▶ [Supplied text]:

----

In an emotional decomposition, we separate from what is no longer alive. We break down and change forms. In the context of a breakup or loss of a family member, the decomposition reaction might shift to something like:
US → ME + YOU
wherein the reactant, ‘us’, divides into two distinct products.
When you feel into your body, step into your social life, and breathe, it initiates the process of letting go
The breakdown of detritus (the material that is being decomposed) is affected by many factors that include temperature, the presence of oxygen, and moisture. Heat speeds up rot; passion increases emotion. Coldness freezes rot in place; numbness locks up internal processing. Decomposition does not take place in a vacuum. It’s a negotiation between environmental factors, including living creatures such as fungi, moulds and bacteria. These creatures are heterotrophic, meaning that they extract their energy from ingesting the detritus. Like organic decomposers, emotional decomposers vary into many subtypes. We can think of emotional decomposers as external forces that help us process and integrate our emotional detritus. They are an integral part of the emotional cycle. Like organic decomposers, they benefit and receive sustenance from this process. Therapists help us with the breakdown process, and in exchange we pay them money that they use to buy food. Friends talk us through our feelings night after night, and in exchange we offer companionship that is essential for living. In this network of mutual care and connection, we make something complex simple.
Decomposition is a process of release. As hungry decomposers break the organic matter apart, the detritus releases carbon dioxide, methane and plant nutrients. With the help of heat, microorganisms and oxygen, the detritus lets go of what has been stored inside. We can intuit the emotional parallel: heat as the full and physical sensation of emotion, microorganisms as a loving support system, and oxygen as, simply, breath. When you feel into your body, step into your social life, and breathe, it initiates the process of letting go.

----

▶ [Information given]:
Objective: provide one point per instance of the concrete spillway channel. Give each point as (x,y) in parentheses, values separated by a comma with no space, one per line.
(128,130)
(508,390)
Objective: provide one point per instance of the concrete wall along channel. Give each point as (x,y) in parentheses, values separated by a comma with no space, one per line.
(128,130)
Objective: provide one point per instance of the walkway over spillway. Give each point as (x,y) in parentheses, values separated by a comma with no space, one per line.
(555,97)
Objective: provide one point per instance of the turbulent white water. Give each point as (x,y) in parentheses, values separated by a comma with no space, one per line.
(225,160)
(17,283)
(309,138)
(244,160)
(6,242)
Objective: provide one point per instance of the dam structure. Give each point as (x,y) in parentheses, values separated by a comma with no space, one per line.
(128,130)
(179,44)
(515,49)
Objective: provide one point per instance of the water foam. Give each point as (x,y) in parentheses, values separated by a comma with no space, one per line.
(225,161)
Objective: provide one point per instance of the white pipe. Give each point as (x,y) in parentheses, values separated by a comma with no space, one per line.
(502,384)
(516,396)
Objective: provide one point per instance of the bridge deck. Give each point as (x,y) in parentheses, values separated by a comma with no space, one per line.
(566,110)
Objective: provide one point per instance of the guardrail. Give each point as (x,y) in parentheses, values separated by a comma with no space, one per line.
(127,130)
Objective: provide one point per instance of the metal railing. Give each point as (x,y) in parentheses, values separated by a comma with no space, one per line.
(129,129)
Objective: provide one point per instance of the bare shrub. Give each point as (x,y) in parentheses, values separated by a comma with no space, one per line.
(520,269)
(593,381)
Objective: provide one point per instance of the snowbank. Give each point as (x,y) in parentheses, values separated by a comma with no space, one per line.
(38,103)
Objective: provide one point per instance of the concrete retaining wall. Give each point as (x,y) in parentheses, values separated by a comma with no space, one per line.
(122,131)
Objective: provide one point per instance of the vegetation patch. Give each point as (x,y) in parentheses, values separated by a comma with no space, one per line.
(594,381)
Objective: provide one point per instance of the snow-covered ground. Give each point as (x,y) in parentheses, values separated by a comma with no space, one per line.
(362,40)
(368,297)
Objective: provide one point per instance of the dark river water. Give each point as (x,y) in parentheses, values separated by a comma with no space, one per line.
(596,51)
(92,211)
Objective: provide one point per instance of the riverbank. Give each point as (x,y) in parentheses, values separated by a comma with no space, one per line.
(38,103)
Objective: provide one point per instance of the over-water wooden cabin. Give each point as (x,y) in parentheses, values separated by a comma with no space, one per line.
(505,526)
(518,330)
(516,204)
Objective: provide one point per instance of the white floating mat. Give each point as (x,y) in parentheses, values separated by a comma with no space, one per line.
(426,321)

----

▶ [Work task]: Continue the passage on emotional decomposition, starting after its final sentence.

▶ [Expected answer]:
Where do these feelings go then, when you let go of them? Where does the love go, when it can’t live in your body any more? And what is left behind?
When a body decomposes, the materials left behind become part of something called humus. Humus is the organic component of soil, the component that comes specifically from decayed matter. It’s dark, crumbly and rich with nutrients. Earthworms go crazy for the stuff. Water filters through it easily. When humus is present in soil, that soil can more easily support life. When we break down emotionally, and when we let go of locked-up feelings, this makes space for newness. We become emotional humus, a collection of fragments, materials that are both released and left behind, taken and given, changed back into more potential.
This brings us to the final stage, and the opening stage. The lines of the circle kiss together. Now, here we are, after the loss of animation. After the systematic separation. After the heat and breath, the absence and exchange, after being eaten apart and disassembled, after we have split open and emptied, after we have given back everything that remains: we return to the beginning. We make way for nervous, hungry roots. We meet someone’s gaze from across the room, embark on a road trip, move into a different apartment. We open to newness, and we begin again.